WHAT YOU NEED TO DO:
1: Transcribe the Darfur aid article word for word, everything from "Dr Kapila called" down to "along the roads.".
2: In the Darfur aid article, how many people have fled from Darfur into Chad?

SOURCE TEXT:
..............................
It is too dangerous for aid to be taken into the western Sudanese region of Darfur on Monday by road as planned.
Thousands of displaced people are in need of relief supplies
Last week, the government opened humanitarian corridors for aid agencies to access Darfur where rebels have been battling the army and Arab militias.
But the United Nations' Dr Mukesh Kapila told the BBC that aid convoys were still being attacked by militias.
Dr Kapila called for international support for an airlift for the 1m people estimated to be in need.
Most are internally displaced but over 100,000 have fled into neighbouring Chad.
Aid agencies estimate that the fighting has cut off some three million people for several months.
The conflict in western Sudan began last year and is an entirely separate one from the 20-year battle involving the southern-based Sudan People's Liberation Army.
However, there are fears that the fighting risks overshadowing a looming peace deal with rebels in the south of the country.
'Rebels in control'
Dr Kapila said any convoys were also at risk from mines laid along the roads.
He said small aircraft were now taking some food and medicines into the more remote communities, but that this was no substitute for access by road.
"The road options are by far the most important but that clearly depends on security and that's what we are pursuing with the government authorities," he said.
Dr Kapila has called on the international community to help with large scale transport aircraft to airlift urgently needed food and blankets for the refugees in Darfur.
The Sudanese government says it is in full control of Darfur but rebels from the Justice and Equality Movement (Jem) and Sudan Liberation Army (SLA) insist they control much of the countryside.
A statement issued by the government last week said humanitarian organisations can now access the towns of al-Fashir, Kutumu, Amiro, Karnoi and Tine.
Other areas said to have been opened by the government are Jinnenah, Zalingei, Morni and Kolbus.
..............................
RECORDS SUPPLIED:
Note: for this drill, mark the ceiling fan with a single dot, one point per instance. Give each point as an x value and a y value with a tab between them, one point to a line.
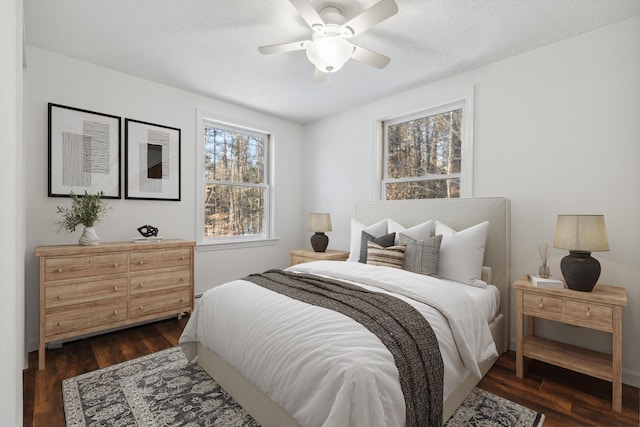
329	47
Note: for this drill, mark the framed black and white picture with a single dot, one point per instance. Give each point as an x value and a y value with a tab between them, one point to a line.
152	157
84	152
..............................
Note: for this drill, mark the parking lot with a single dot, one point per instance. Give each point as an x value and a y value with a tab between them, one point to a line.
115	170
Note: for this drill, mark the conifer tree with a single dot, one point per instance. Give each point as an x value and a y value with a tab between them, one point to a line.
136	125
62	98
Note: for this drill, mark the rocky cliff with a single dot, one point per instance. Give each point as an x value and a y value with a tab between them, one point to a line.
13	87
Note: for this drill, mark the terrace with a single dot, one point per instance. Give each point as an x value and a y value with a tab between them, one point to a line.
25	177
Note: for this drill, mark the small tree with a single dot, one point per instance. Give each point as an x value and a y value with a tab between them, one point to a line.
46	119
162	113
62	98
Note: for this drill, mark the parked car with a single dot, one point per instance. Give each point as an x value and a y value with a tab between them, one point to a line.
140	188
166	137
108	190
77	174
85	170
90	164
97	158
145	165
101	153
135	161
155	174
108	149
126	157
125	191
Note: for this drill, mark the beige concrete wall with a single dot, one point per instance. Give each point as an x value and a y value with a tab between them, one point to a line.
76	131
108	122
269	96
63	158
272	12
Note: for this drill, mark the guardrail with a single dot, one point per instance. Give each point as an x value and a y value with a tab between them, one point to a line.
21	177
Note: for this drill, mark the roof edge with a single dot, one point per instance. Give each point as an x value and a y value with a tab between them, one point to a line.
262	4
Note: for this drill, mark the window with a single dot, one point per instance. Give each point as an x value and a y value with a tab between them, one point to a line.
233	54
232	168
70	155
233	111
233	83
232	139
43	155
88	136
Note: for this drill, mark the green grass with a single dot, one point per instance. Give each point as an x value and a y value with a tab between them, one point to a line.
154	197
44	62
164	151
..............................
RESULTS:
1:
Dr Kapila called for international support for an airlift for the 1m people estimated to be in need.
Most are internally displaced but over 100,000 have fled into neighbouring Chad.
Aid agencies estimate that the fighting has cut off some three million people for several months.
The conflict in western Sudan began last year and is an entirely separate one from the 20-year battle involving the southern-based Sudan People's Liberation Army.
However, there are fears that the fighting risks overshadowing a looming peace deal with rebels in the south of the country.
'Rebels in control'
Dr Kapila said any convoys were also at risk from mines laid along the roads.

2: Over 100,000.